→ READING PASSAGE
People that believe the Pearl Harbor conspiracy theories also believe that space aliens built the pyramids and Septmber 11th was an inside job. 

Never underestimate the stupidity of the human race. Politicians make a living doing just that every day.


----------



## Cyrano (May 17, 2007)




----------



## syscom3 (May 17, 2007)

ToughOmbre said:


> People that believe the Pearl Harbor conspiracy theories also believe that space aliens built the pyramids and Septmber 11th was an inside job.
> 
> Never underestimate the stupidity of the human race. Politicians make a living doing just that every day.


----------



## rogthedodge (May 23, 2007)

3 thoughts on this:

1. there something to do with the international dateline and that it was supposed to be simultaneous with a declaration of war - making it 'honourable / legal'

2. (connected to the above ) I believe FDR was a very clever man and was playing the long-game - he knew that staying out of the war too long would spell disaster / mean a 20 year war 

3. history is often re-written to suit the eventual reality

So I think there was an aspect of a blind eye turned / 'day of infamy' fanning of flames to achieve the ultimate goal - joining the just cause.

I'm not saying that he quietly sat there thinking 'in 25 minutes time they're going to killl XXXX yanks and sink our battleships' but that realpolitik is a nasty grubby business and all great leaders have to, perhaps, muddy the waters a bit for the collective overall good.


----------



## Negative Creep (May 24, 2007)

Again, I tihnk they knew some sort of attack was coming, but didn't know where and when. After all, didn't they think Pearl was protected from air attack by the water being too shallow for torpedo attacks? The base certainly wasn't ready for an air raid, the radar setup was basic and ships were grouped close together. I can't see the government having put some of its best ships, and fuel reserves, in harms way. I have however read something similar, that Churchill knew an attack of some sort was coming, but didn't tell the Yanks as it would be a sure fire way to draw them into war.


----------



## syscom3 (May 24, 2007)

One question that needs answering (if you believe in conspiricies) is how Churchill or FDR could have known and none of their staff or ministers (cabinet members) did.


----------



## Lucky13 (Jun 1, 2007)

What would have happen if they had acted and sailed out to meet the IJN BEFORE the attack on Pearl Harbor? Would it have resulted in more severe and complete losses of ships and men? Instead for the ships that were salvaged and put back into service, they would have sunk, how would the USN have recovered?


----------



## machine shop tom (Jun 3, 2007)

The only people who knew the details, timetable, and target of the attack were the Japanese who were involved in the planning and carrying out of the event. That the Americans knew OF a possible imminent attack didn't mean that they purposely let it happen. And Britain certainly didn't have anything to gain by having it's principle ally involved in a war halfway around the world, and I don't think Churchill was interested in losing half of the British Empire just to get the Americans involved.


----------



## syscom3 (Jun 3, 2007)

→ RECORD LIST
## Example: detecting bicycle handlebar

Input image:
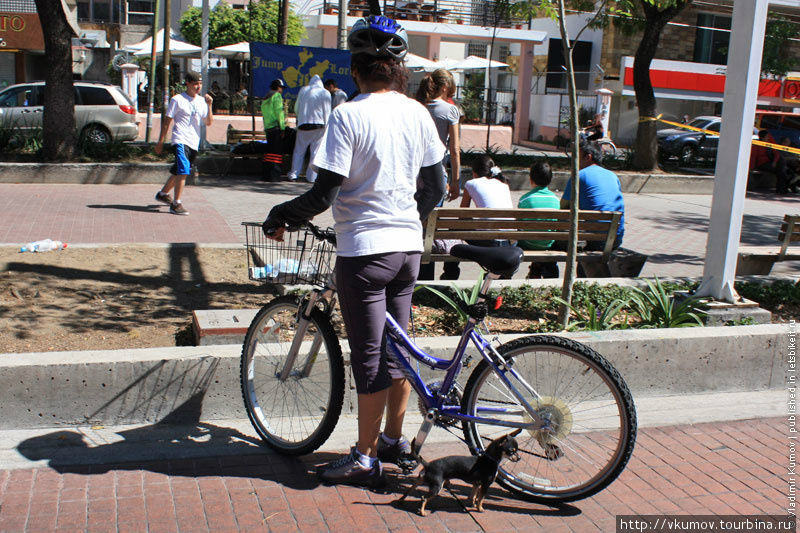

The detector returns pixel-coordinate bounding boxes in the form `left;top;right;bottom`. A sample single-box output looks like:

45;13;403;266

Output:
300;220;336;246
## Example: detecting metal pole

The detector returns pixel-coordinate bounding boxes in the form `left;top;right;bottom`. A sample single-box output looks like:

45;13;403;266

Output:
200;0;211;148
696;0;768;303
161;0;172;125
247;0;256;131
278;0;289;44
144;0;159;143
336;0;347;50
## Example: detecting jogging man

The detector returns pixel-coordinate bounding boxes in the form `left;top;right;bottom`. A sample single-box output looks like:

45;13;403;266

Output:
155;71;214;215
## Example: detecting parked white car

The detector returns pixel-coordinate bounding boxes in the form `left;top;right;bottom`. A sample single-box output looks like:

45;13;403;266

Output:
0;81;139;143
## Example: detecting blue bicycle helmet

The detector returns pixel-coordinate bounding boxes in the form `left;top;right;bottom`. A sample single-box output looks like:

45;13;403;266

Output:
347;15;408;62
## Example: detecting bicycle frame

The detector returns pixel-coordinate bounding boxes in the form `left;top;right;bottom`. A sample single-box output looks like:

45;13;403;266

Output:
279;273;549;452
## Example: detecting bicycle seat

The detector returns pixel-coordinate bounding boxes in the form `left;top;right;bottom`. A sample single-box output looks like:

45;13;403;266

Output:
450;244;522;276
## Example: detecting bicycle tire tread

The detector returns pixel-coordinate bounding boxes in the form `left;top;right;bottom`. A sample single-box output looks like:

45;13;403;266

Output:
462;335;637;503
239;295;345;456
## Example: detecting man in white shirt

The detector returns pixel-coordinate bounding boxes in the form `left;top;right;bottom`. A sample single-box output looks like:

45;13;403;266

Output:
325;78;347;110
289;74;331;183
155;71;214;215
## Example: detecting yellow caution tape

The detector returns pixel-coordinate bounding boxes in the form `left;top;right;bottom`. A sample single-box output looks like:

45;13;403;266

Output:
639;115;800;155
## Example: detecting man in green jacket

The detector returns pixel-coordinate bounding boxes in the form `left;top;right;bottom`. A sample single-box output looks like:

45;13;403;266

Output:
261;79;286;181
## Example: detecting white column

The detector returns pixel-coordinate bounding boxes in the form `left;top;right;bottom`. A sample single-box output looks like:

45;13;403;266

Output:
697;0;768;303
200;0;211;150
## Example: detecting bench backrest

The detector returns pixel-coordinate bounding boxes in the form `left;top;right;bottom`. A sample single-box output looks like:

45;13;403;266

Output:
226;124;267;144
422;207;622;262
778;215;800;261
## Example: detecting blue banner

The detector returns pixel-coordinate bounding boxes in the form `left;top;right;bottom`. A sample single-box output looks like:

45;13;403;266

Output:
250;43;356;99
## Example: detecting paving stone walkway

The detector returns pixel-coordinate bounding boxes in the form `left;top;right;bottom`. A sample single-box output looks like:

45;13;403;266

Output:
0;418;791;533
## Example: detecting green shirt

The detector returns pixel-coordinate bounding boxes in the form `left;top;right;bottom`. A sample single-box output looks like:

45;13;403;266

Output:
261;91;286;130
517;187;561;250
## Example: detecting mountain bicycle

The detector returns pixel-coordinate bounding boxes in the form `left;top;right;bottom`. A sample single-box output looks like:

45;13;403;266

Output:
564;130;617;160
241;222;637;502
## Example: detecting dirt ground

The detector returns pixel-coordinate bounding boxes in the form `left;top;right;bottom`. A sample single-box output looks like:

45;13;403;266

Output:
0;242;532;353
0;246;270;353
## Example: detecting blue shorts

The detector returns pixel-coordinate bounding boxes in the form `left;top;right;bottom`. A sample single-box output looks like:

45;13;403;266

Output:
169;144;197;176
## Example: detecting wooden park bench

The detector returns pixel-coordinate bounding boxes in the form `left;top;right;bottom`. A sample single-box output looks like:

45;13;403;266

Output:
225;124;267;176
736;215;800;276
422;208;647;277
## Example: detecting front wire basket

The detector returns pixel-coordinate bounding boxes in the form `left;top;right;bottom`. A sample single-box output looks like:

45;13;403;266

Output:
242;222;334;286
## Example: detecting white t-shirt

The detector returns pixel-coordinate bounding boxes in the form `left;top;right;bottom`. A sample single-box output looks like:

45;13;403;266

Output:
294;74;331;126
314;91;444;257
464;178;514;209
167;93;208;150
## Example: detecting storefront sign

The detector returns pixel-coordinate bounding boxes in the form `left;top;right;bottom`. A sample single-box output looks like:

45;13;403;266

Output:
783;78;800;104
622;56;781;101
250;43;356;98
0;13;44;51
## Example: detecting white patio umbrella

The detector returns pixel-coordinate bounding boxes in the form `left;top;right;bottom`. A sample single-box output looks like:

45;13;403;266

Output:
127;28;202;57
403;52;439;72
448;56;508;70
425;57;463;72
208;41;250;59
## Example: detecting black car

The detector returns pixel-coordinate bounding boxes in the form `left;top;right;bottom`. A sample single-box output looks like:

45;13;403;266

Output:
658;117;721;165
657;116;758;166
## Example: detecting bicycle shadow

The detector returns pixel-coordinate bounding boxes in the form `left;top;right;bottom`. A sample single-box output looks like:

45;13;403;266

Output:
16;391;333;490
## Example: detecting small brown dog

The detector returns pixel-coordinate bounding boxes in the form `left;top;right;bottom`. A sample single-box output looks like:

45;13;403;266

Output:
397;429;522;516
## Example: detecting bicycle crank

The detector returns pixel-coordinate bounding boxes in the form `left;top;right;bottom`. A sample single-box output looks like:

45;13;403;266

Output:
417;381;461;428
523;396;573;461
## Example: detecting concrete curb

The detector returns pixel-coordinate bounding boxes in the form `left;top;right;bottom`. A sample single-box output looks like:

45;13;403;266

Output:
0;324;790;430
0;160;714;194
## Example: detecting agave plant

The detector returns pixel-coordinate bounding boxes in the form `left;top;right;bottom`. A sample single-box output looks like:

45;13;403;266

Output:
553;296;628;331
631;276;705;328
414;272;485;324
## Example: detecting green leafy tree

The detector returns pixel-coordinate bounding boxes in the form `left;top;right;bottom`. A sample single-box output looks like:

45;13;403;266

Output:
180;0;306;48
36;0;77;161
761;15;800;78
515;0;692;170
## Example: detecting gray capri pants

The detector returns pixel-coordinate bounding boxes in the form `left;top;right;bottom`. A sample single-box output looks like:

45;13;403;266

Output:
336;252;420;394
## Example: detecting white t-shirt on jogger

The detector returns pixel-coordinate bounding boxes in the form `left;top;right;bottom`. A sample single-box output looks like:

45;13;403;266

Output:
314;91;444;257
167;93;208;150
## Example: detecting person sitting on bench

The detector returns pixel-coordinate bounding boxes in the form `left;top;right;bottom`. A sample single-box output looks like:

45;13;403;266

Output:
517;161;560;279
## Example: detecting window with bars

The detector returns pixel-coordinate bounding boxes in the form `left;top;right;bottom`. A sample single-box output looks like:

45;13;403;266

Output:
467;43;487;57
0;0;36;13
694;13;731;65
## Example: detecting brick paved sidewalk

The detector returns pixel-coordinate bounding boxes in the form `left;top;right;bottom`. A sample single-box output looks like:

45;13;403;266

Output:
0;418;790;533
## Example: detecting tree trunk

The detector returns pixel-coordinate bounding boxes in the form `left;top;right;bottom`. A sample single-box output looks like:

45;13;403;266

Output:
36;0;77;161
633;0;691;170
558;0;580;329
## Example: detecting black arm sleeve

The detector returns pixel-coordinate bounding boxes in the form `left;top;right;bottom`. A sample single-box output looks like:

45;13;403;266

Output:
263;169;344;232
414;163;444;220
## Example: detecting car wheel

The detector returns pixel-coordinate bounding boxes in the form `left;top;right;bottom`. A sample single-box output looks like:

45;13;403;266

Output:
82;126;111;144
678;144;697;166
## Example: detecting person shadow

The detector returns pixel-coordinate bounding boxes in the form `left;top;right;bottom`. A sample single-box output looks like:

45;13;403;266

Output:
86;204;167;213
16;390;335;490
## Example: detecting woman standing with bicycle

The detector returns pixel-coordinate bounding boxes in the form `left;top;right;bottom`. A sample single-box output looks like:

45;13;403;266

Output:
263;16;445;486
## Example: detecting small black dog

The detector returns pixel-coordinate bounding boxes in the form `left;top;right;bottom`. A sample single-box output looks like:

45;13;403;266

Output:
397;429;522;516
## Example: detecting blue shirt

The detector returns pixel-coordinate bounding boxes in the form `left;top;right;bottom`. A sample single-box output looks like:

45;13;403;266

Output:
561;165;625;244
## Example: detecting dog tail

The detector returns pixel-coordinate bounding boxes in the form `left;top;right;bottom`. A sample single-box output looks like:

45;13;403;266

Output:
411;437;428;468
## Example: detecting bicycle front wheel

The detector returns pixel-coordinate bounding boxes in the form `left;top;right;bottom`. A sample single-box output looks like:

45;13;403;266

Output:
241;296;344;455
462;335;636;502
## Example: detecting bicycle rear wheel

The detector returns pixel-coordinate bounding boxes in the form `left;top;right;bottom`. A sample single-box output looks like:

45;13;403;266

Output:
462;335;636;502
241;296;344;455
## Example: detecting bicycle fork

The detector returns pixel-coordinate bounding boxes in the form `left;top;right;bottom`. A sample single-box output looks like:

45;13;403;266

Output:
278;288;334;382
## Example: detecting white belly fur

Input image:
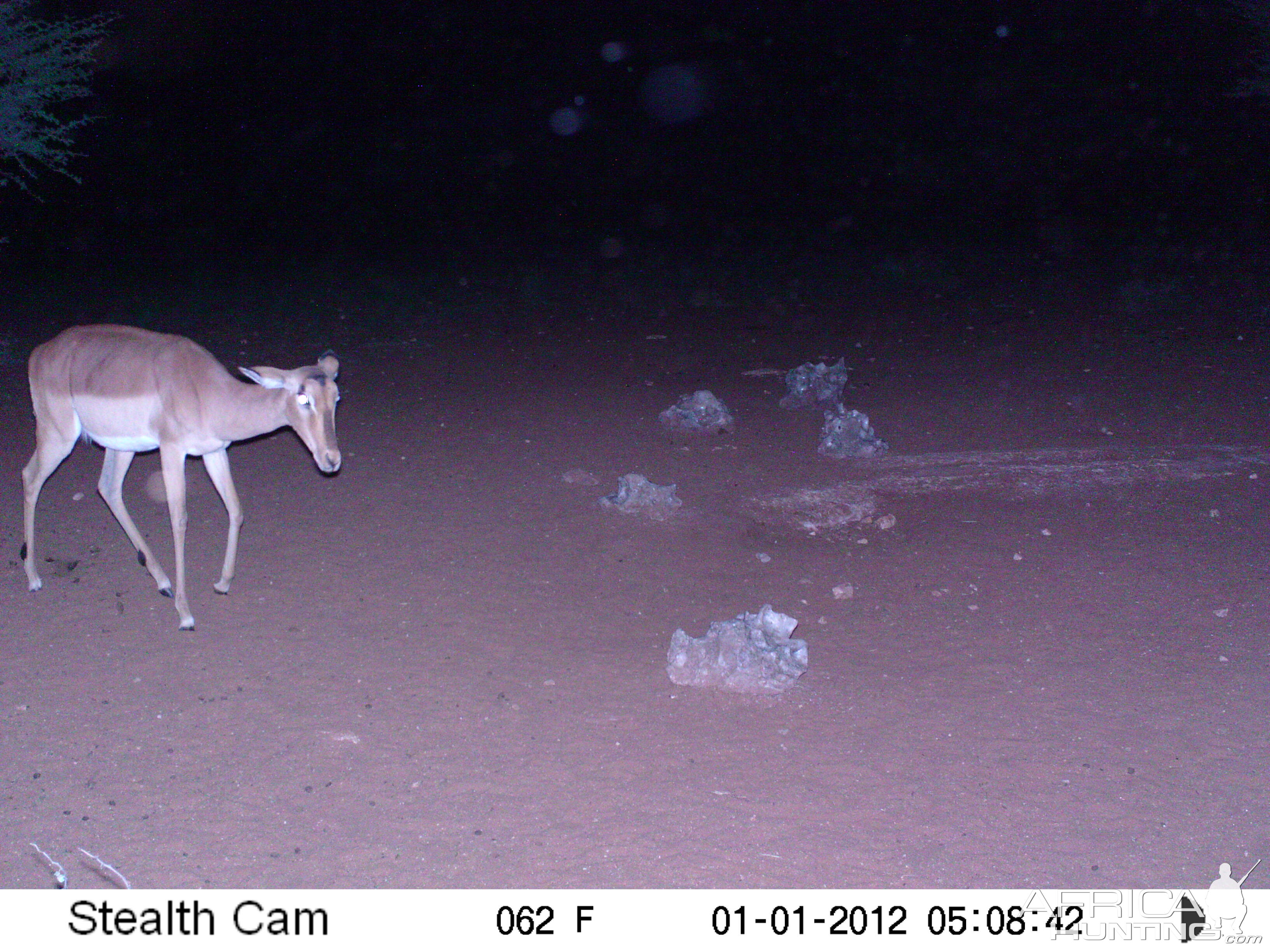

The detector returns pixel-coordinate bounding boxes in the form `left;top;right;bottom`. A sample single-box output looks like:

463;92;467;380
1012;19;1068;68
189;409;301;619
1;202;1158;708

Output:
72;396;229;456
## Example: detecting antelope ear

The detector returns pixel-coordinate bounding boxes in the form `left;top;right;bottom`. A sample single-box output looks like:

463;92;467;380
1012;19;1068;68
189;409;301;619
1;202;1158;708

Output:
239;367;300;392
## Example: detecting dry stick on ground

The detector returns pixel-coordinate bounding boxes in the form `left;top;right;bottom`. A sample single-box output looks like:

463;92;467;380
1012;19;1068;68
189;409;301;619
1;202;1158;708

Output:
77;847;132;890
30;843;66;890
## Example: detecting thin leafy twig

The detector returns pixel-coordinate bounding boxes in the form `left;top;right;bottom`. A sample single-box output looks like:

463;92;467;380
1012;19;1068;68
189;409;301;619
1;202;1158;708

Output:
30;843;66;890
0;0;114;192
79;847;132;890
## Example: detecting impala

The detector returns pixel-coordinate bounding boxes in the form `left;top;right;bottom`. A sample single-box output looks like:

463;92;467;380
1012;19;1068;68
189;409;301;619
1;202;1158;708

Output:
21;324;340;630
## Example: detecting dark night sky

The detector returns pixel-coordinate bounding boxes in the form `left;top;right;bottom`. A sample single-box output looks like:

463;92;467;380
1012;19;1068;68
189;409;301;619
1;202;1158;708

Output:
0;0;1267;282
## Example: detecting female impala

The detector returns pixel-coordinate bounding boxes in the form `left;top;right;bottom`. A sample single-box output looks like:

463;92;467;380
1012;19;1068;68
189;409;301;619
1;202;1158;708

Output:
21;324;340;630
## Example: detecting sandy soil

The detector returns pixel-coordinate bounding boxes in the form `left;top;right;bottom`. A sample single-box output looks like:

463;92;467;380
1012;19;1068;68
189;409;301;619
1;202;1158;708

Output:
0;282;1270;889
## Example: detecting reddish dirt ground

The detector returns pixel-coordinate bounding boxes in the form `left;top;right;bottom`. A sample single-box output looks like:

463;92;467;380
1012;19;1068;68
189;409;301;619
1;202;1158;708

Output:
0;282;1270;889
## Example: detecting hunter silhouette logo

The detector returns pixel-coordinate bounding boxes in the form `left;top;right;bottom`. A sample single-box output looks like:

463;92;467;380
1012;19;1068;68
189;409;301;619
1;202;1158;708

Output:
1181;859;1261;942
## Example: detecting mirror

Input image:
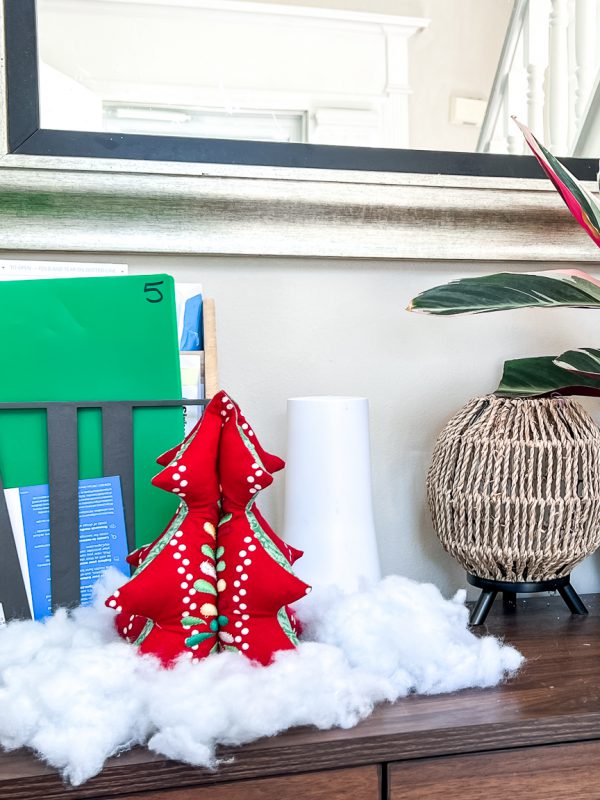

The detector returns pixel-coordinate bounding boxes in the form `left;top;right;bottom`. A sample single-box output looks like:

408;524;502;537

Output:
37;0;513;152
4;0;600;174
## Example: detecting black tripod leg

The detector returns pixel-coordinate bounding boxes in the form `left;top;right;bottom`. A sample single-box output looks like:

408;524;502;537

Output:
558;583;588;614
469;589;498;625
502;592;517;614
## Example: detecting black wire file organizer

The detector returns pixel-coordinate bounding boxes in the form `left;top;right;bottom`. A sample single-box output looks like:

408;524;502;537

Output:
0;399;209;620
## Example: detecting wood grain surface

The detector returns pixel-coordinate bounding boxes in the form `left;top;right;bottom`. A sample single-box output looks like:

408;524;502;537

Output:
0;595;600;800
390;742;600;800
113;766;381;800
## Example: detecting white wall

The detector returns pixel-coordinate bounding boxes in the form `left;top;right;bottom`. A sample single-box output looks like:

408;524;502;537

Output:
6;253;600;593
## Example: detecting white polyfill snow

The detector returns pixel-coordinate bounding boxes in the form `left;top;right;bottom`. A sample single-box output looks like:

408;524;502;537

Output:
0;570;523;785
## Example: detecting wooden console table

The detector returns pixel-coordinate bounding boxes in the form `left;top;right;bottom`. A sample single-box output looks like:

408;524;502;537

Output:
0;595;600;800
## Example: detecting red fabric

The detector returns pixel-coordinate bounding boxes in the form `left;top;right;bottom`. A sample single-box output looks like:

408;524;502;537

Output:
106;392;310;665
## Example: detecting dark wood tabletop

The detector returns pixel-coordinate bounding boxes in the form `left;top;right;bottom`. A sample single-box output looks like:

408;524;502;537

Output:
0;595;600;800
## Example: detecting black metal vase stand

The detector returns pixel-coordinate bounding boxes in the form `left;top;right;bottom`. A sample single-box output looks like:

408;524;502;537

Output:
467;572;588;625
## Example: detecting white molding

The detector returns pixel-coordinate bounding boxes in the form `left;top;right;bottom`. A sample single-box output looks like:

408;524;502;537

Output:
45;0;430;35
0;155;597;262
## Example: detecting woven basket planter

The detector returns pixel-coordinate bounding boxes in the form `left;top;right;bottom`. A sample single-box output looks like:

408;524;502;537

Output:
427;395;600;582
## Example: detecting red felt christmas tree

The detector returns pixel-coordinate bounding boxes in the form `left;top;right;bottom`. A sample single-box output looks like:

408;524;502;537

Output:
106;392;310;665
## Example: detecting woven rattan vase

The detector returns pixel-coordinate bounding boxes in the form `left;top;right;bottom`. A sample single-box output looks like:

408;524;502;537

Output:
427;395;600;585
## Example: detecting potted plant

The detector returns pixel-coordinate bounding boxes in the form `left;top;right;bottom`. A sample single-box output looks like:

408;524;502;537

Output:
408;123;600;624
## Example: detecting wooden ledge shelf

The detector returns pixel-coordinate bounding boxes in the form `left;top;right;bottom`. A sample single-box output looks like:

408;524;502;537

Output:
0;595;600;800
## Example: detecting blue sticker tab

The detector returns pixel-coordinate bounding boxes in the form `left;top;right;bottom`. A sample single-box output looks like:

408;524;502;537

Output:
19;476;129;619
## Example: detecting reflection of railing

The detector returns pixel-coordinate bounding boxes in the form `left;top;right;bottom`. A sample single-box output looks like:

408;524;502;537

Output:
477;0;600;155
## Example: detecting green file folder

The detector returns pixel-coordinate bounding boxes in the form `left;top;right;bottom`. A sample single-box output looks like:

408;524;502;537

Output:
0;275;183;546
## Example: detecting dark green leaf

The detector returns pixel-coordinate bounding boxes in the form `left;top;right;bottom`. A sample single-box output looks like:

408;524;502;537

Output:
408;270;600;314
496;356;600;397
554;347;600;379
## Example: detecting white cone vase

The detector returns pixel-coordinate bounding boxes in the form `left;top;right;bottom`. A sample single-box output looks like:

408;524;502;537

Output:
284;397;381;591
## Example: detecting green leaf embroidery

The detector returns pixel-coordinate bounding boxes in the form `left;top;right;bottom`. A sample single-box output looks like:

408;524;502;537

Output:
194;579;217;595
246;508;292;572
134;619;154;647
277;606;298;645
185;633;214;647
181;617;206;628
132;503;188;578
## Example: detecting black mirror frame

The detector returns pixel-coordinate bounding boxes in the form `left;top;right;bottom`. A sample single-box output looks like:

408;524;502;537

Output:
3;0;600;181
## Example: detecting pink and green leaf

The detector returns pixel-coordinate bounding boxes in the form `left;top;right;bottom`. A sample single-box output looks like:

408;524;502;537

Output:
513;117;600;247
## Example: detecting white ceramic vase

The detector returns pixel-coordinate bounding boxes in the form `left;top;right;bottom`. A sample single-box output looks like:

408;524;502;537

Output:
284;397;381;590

→ WHAT TO PRODUCE
Print the passage of the Pearl Harbor forum thread above without any changes, starting with "## syscom3 (May 24, 2007)" and going on through "(Jun 1, 2007)".

→ EXPECTED OUTPUT
## syscom3 (May 24, 2007)

One question that needs answering (if you believe in conspiricies) is how Churchill or FDR could have known and none of their staff or ministers (cabinet members) did.


----------



## Lucky13 (Jun 1, 2007)